### Your instructions:
Write out nothing except the lines of the entries below, from the first through the one containing "Category: chicken's beak", exactly and without pictures.

### Supplied records:
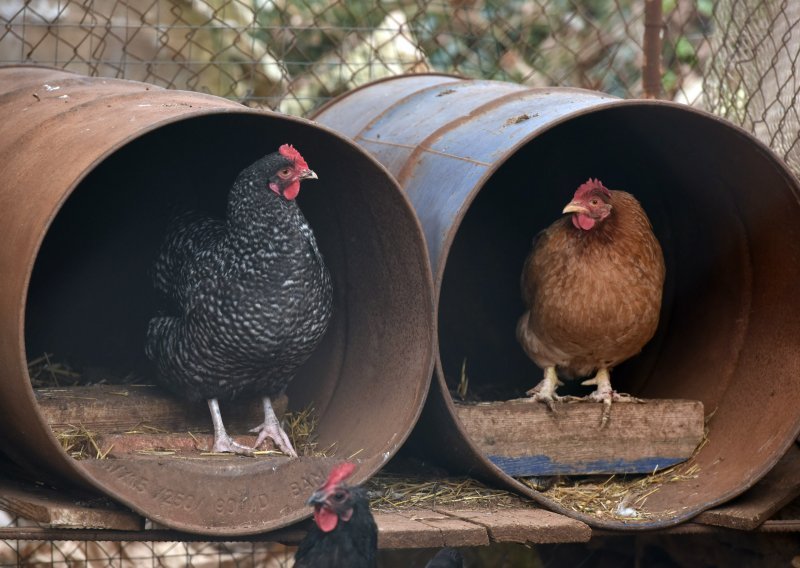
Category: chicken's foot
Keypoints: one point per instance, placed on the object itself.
(545, 391)
(271, 428)
(222, 441)
(605, 394)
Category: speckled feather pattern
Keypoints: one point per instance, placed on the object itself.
(253, 294)
(593, 297)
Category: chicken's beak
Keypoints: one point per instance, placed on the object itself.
(318, 498)
(575, 207)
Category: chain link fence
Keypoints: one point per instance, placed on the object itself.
(734, 57)
(737, 58)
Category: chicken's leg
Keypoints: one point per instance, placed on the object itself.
(222, 441)
(605, 394)
(545, 391)
(271, 428)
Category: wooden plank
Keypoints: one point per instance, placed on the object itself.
(526, 525)
(120, 408)
(748, 511)
(525, 438)
(59, 510)
(454, 532)
(399, 531)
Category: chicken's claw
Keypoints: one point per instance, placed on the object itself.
(605, 394)
(226, 444)
(545, 391)
(271, 428)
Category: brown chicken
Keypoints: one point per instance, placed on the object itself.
(592, 286)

### Solution for this problem:
Category: chicken's foot
Keypoints: one point per instance, placed on the object itself.
(545, 391)
(271, 428)
(222, 441)
(605, 394)
Category: speckled feather pattern
Keypoints: one point per instance, placed on the object itself.
(253, 294)
(593, 297)
Category: chicken's beak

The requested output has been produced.